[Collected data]
═══
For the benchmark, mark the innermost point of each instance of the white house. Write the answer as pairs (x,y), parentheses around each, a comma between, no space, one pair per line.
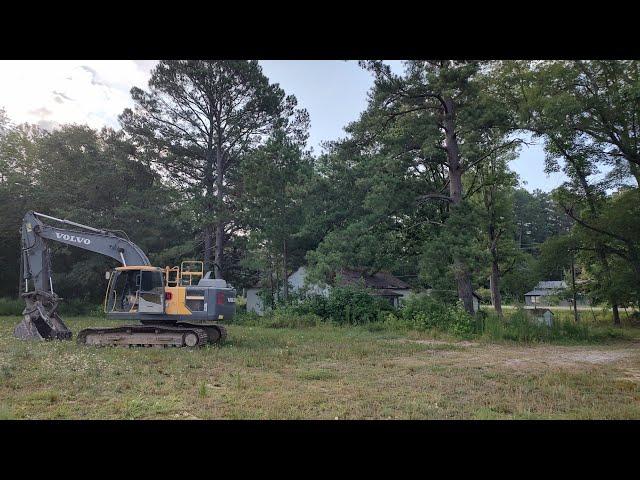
(544,291)
(382,284)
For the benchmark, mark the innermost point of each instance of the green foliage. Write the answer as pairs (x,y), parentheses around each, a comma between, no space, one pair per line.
(426,312)
(350,305)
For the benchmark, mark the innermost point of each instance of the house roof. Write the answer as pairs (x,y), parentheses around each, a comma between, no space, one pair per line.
(383,292)
(538,293)
(379,280)
(551,284)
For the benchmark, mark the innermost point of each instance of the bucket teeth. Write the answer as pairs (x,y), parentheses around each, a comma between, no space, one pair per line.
(41,322)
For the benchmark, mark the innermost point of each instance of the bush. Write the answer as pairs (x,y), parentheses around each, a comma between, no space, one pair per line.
(426,312)
(345,305)
(520,327)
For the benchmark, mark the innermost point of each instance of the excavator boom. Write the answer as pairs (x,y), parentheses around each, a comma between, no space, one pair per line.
(41,320)
(171,314)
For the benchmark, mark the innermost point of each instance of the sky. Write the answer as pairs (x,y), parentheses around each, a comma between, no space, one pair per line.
(94,92)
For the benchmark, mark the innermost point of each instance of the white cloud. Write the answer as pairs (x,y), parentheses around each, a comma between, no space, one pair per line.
(55,92)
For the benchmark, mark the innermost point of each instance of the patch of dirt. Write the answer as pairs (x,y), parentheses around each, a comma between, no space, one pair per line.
(544,356)
(524,357)
(463,343)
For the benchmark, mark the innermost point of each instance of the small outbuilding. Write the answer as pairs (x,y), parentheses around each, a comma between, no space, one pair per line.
(543,316)
(381,284)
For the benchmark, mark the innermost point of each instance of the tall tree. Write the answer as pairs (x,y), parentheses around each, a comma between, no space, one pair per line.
(196,122)
(274,199)
(462,108)
(587,114)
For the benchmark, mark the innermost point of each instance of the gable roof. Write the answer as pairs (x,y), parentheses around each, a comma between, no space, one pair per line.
(551,284)
(379,280)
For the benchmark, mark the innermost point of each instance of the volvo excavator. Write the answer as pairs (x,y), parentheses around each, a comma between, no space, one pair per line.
(175,306)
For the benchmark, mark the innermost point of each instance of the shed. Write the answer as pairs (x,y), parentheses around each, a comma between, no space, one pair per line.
(543,316)
(382,284)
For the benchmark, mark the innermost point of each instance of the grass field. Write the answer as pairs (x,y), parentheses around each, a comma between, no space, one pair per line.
(321,372)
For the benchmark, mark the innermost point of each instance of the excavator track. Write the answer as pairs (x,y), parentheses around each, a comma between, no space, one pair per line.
(216,334)
(144,336)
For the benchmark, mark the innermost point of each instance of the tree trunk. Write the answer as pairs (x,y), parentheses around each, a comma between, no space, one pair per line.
(463,279)
(208,246)
(573,287)
(285,277)
(494,283)
(219,213)
(616,316)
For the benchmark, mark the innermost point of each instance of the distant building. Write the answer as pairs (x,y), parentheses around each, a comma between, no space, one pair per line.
(543,316)
(382,284)
(543,292)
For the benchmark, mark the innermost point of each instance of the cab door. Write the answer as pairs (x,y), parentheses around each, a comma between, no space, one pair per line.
(151,292)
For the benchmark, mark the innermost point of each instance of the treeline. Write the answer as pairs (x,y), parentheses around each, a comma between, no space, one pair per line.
(212,163)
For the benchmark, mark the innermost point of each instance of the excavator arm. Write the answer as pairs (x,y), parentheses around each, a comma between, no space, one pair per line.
(41,320)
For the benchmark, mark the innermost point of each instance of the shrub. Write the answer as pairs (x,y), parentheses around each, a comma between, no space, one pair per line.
(426,312)
(520,327)
(345,305)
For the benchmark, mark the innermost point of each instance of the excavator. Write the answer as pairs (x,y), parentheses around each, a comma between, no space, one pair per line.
(175,306)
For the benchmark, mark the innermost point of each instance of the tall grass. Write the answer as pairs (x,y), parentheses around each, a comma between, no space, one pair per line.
(520,327)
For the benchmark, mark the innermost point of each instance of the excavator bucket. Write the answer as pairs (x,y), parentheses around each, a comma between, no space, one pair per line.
(41,321)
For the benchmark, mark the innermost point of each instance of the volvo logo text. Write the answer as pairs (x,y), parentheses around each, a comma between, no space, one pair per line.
(73,238)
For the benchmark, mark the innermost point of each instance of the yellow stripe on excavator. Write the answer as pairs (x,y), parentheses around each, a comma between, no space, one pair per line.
(177,304)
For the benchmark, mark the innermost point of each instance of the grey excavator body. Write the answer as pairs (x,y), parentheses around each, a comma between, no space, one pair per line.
(171,309)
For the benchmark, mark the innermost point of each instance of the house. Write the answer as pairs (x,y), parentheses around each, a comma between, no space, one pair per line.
(382,284)
(543,294)
(543,316)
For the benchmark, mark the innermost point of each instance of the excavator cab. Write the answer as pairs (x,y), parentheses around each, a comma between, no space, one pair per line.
(135,289)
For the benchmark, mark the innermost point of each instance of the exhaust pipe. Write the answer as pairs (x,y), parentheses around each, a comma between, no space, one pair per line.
(41,321)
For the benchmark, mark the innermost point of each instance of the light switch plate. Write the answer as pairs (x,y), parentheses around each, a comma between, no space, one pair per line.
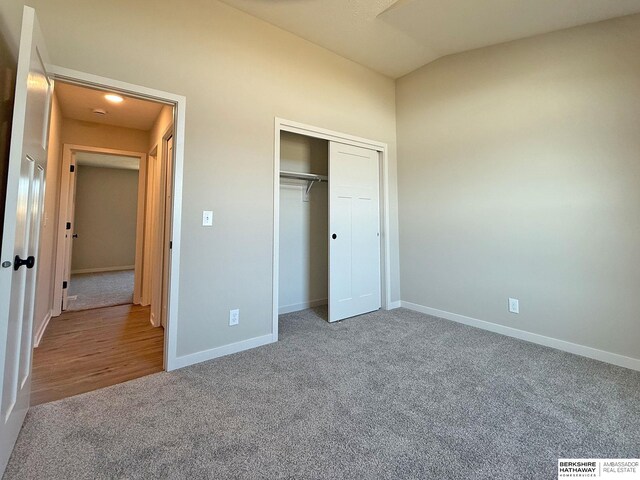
═══
PROBLEM REQUIREMENTS:
Output every line of the listing above as a numbered list, skipping blank lines and leaving the pictures out.

WRITTEN ANSWER:
1. For the benchmark, mark the innermost point of each instance of the white house. Write the answer as pairs (x,y), parentheses around each, a comma between, no space, one pair per line.
2. (544,291)
3. (382,284)
4. For the benchmark, mark the innermost point of each instance of the green foliage. Write the answer as pairs (x,y), parentheses around each, a comma between, no space, one pair per line.
5. (426,312)
6. (350,305)
7. For the benchmark, mark the innermost point of each instance of the house roof. Write the answer as pairs (x,y), parentheses around each, a comma between, no space, one pair per line.
8. (383,292)
9. (538,293)
10. (379,280)
11. (551,284)
12. For the benchmark, mark the innermost point of each instance of the bucket teeth. Write the answer as pairs (x,y), parentheses around each, a comma between, no space, one pair per line.
13. (41,322)
14. For the benchmark, mark the innermost point of each instance of the bush. Write the answer as pairs (x,y), parentheses around each, a comma between, no space, one pair per line.
15. (426,312)
16. (345,305)
17. (520,327)
18. For the benchmark, mark the innermost point of each instance of the excavator boom. Write the answer as pairs (x,y), parentheses around each, a comma between, no space, one pair per line.
19. (41,320)
20. (171,314)
21. For the benchmark, mark the innermost point of each instance of the sky. Write the answer as pairs (x,y), parentheses around each, a comma between, no space, one pair per line.
22. (94,92)
23. For the benchmark, mark the innermost point of each instance of the white cloud. Write the answer as pairs (x,y), parentheses around each, a comma between, no space, one pair per line.
24. (55,92)
25. For the benchmark, mark the innermost point of each instance of the patch of dirt. Write the answer as pairs (x,y), parentheses around each, a comma between, no space, one pair per line.
26. (544,356)
27. (524,357)
28. (463,343)
29. For the benchmark, mark the innermost point of each instance of the small outbuilding. Write the answer as pairs (x,y), parentheses around each, a comma between, no space, one pair per line.
30. (543,316)
31. (381,284)
32. For the benchmark, mark the innermost point of each instance of the tall tree. Write the answer as pairs (x,y), parentheses around each, a comma between, no space, one pair per line.
33. (196,122)
34. (274,199)
35. (462,108)
36. (587,114)
37. For the benchmark, mark the innermost point of each instance of the gable roof. Write the answer as pairs (x,y), parentheses around each, a comma between, no space, one pair per line.
38. (551,284)
39. (379,280)
40. For the benchmark, mark the innermost point of each instance of the volvo excavator. Write the answer as pairs (x,y), parentheses around each, a comma between, no space, one pair per line.
41. (175,306)
42. For the benchmark, mark the innermost point of each instance of the shed. Write the answer as pairs (x,y), parentheses around each, a comma between, no space, one pair per line.
43. (543,316)
44. (382,284)
45. For the benchmark, mark the innermost point of each instance of the grass field. Write the answer as pairs (x,y), parentheses around each, a comma between, no space, one pair per line.
46. (321,372)
47. For the benchmark, mark the innermost point of each instance of the excavator track. Write the answer as pairs (x,y), parentheses around each, a comma between, no space, one pair per line.
48. (216,334)
49. (144,336)
50. For the benchmark, mark the innermost point of each instance of the tree trunk. Write the answer as pairs (x,y), parentheses around each, a comma between, no space, one pair per line.
51. (463,279)
52. (208,246)
53. (573,287)
54. (285,277)
55. (494,283)
56. (219,213)
57. (616,316)
58. For the benchmark, mark the innermost point of each instance of the distant building. Write the answer as pairs (x,y), parentheses around each, a comma between, no space, one pair per line.
59. (543,316)
60. (382,284)
61. (543,292)
62. For the benchmark, mark the innermost point of each instance of the cab door. Write the answer as pairs (x,y), parentheses around each, a comma between, no space, one pair per line.
63. (151,292)
64. For the benchmark, mark the innermost point of each instance of the treeline. Write the answer as pairs (x,y), parentheses around each, a comma between, no space, one pair per line.
65. (212,163)
66. For the benchmark, mark the innermost point of each instance of the excavator arm. Write the answer as pairs (x,y), parentheses around each, a comma between, no space, one pair per line.
67. (41,320)
68. For the benchmark, mark the innermost point of each instance of the shrub. Write the answer as pairs (x,y), parentheses around each, a comma between, no space, one pair per line.
69. (426,312)
70. (520,327)
71. (345,305)
72. For the benchmark, mark the innermost point of each instance of the excavator. Write the answer as pairs (x,y), parentheses around each, a comma between, no space, one pair per line.
73. (175,306)
74. For the benchmark, mark the innermost point of each instance of the tall grass. Write the answer as pairs (x,y), parentheses around each, a comma between, no space, one pair per line.
75. (520,327)
76. For the benchmark, mark the innermost point of each instance of the excavator bucket. Write the answer as pairs (x,y), parentheses around each, a comma between, no space, one pair per line.
77. (41,321)
78. For the benchmark, mark the innermost point of each instance of the volvo logo text. Write the answer as pairs (x,y), parentheses around each, a comma between, no space, one pair per line.
79. (73,238)
80. For the benchmark, mark the innermost point of each instance of the yellow stripe on excavator. Write the answer as pairs (x,y), parentheses around each, a comma between, no space, one pair per line.
81. (177,304)
82. For the benchmark, mark the innermost point of each instance of the grey excavator body. Write the answer as pairs (x,y), parentheses around each, a comma between, no space, one pair per line.
83. (171,309)
84. For the benchmark, mark the innermost point of each instance of the house. Write the answer as pairs (x,y), parentheses around each, a comma between, no space, one pair per line.
85. (382,284)
86. (543,294)
87. (543,316)
88. For the benchmark, mark the innermost point of each instance of the excavator cab. Write the answer as pairs (x,y), parentheses around each, a comma between, no space, one pair per line.
89. (135,289)
90. For the benchmark, mark the innermost point of each instance of the exhaust pipe. Write the answer as pairs (x,y), parentheses around each, a comma between, no space, one pair per line.
91. (41,321)
92. For the benchmark, mark the innermost point of each instance of the light switch plate. Write the answer as pairs (x,y), parentheses around each, a comma between, no space, one pair per line.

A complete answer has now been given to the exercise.